> **Требования**:
1. Изложите рассуждение о князе Волковском в двух предложениях.
2. Продолжите рассуждение о князе Волковском, начав сразу после его последнего предложения.

----- Исходный документ

Ну, в самом деле, давайте разберемся. В романе описываются две симметричные, повторяющиеся ситуации, когда один и тот же дьявол в лице Волковского выпивает соки из доверившихся ему людей, после чего вышвыривает их за край жизни как ненужный, отработанный материал. Так было с матерью и дедом Нелли – когда князь обманом выудил из них (точнее – из деда) все деньги. Так было и с Ихменевым, который в качестве своеобразной благодарности получил банкротство после многолетней честной работы управляющим в имении князя. В обоих случаях князь действует по одному сценарию: сначала влюбляет в себя жертву, а потом жадно насыщается ею. И вот что поразительно: жертва охотно дозволяет себя загипнотизировать, никак не сопротивляется этому, а войдя в состояние гипноза, даже становится сообщником в затеях дьявола. Именно так было с матерью Нелли, когда она выкрала у родного отца важные документы и передала их Волковскому. Зачем она это сделала? Разве она не понимала всю мерзость своего поступка? Да уж, наверное, она была совсем не глупа и должна была себе отдавать отчет в своих действиях. Но ее «любовь» к князю все перевесила, и она пошла на все тяжкие, лишь бы угодить любовнику. А тот, получив свое, т.е. деньги, выкинул ее как выжитый лимон. И поделом: вступив в связь с чертом, сам становишься им. Мать Нелли, по сути, за короткий миг наслаждений с Волковским, продала ему свою душу, и в своих действиях отождествилась с ним. Ее жалкая смерть закономерна: кто продается дъяволу, тот сам роет себе могилу, да и не только себе – всему своему будущему, т.е. своим детям, так что и смерть Нелли тоже была предрешена в момент кражи документов.
Князь Волковский по сути, есть тот вечно голодный волк, который ни перед чем не остановится, чтобы съесть свой кусок мяса. Таких надо видеть и остерегаться сразу. А кто не видит, тот оказывается съеденным. Дед Нелли не смог разглядеть существа князя, одевшего овечью шкуру, и претворившегося «белым и пушистым», и пошел с ним на финансовую сделку. Мать Нелли продолжила это состояние невидения, и кражей документов завершила задумку князя. Можно ли после этого жалеть их? Нет, нельзя. Они сами, образно говоря, прыгнули в пасть волку, а тот их проглотил и не поперхнулся. Я его не оправдываю, ведь невозможно оправдывать сплошное зло. Но в равной степени нельзя и оправдывать или жалеть тех, кто сам идет в объятия зла и дает (и даже помогает) поживиться собою.

----------
----- Представленные данные

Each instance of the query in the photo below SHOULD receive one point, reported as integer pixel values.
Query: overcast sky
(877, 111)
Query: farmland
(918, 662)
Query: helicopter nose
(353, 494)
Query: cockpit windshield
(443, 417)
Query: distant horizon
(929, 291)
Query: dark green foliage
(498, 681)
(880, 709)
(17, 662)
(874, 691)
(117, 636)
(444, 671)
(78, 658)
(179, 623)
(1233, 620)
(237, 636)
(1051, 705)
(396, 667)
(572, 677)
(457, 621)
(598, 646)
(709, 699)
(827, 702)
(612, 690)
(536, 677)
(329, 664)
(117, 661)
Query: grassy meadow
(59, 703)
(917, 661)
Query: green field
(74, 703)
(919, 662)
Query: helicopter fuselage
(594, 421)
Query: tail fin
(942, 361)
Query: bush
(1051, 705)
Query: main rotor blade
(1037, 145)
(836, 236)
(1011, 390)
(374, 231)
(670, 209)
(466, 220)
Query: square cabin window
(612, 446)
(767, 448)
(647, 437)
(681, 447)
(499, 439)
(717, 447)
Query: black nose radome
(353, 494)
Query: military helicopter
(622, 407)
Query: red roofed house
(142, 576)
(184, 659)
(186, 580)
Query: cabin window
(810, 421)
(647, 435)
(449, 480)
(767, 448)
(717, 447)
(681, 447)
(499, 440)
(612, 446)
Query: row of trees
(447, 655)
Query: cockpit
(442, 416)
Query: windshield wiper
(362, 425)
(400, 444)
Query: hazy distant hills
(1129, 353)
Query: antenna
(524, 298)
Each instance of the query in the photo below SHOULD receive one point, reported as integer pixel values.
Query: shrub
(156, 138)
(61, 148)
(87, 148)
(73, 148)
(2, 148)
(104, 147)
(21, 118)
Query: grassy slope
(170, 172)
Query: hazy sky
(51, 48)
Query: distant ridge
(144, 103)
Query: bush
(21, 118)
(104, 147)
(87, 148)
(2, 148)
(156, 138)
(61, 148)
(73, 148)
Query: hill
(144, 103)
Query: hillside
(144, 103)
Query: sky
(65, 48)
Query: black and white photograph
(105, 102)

----------

> **Итоговые результаты**:
1. В романе князь Волковский по одному и тому же сценарию губит доверившихся ему людей, деда и мать Нелли, а также Ихменева: сначала влюбляет в себя жертву, затем насыщается ею и вышвыривает как отработанный материал. Жертвы охотно поддаются ему и даже становятся его сообщниками, как мать Нелли, выкравшая у отца документы, поэтому их, по мнению автора рассуждения, нельзя ни оправдывать, ни жалеть.

2.
Аналогично обстояло дело с Ихменевыми: старик очаровался князем, и хотя о нем были нехорошие и заставляющие насторожиться слухи, пошел работать на него. Он не разглядел сущности дьявола, и красивый фантик принял за подлинник. В результате он попался на крючок первого выгодного случая: пока князь считал нужным для себя использовать его труд, была видимость благополучия, которое длилось аж четырнадцать лет. Но стоило князю не пожелать более иметь с ним дело, как последовала не просто банальная отставка, но полная выжимка всех денег из бедного старика. И здесь мы тоже говорим: поделом! Ихменев в принципе знал на кого работает, знал, чьи зубы щелкают рядом, но был очарован приобщенностью к такой-вот «солидности», и не подумал, что и сам может при случае попасть к князю на стол в качестве закуски.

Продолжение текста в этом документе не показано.